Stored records
======
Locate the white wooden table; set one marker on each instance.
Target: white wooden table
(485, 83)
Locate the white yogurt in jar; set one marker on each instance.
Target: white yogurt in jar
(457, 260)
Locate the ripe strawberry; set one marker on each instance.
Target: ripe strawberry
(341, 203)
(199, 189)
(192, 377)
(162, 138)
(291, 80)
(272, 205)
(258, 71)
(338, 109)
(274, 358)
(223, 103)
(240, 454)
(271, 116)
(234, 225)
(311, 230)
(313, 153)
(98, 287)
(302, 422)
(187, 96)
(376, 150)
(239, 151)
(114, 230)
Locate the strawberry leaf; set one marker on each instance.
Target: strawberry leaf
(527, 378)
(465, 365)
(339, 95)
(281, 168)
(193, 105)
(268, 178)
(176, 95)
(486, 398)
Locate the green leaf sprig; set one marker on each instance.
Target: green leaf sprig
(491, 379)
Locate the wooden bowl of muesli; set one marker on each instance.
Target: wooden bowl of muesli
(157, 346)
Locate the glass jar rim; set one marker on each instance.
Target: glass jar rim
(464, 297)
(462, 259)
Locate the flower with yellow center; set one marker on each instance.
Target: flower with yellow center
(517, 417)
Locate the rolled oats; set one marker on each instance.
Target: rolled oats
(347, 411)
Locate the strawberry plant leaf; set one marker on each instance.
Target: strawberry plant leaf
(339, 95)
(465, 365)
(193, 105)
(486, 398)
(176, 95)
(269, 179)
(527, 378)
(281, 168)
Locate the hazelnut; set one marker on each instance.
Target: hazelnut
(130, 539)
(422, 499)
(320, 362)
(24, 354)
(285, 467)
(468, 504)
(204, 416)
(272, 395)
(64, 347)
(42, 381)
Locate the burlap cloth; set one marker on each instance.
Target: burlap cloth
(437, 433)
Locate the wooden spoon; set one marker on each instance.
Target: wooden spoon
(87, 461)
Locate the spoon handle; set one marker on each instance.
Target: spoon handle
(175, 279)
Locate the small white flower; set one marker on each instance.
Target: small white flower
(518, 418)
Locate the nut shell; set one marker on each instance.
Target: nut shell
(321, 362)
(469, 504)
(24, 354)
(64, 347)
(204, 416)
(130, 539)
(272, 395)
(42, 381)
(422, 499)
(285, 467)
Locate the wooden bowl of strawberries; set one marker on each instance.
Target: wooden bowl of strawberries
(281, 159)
======
**WHAT THE TASK REQUIRES:** Starting with the entry line that contains "Locate the spoon" and going on through the end of the entries, rewrite those lines with "set one marker on each instance" changed to "place one marker on every instance" and everything else left the same.

**RIGHT ANSWER:**
Locate the spoon handle; place one marker on every instance.
Target: spoon handle
(175, 279)
Locate the small white flower; place one marker on every instance.
Target: small white flower
(518, 418)
Locate the nut shell; place one marker on every instance.
Target: nut shell
(321, 362)
(469, 504)
(24, 354)
(64, 347)
(204, 416)
(130, 539)
(272, 395)
(42, 381)
(422, 499)
(285, 467)
Locate the wooden bowl of strawberries; place one marker on every instance.
Target: wooden bowl of strawberries
(281, 159)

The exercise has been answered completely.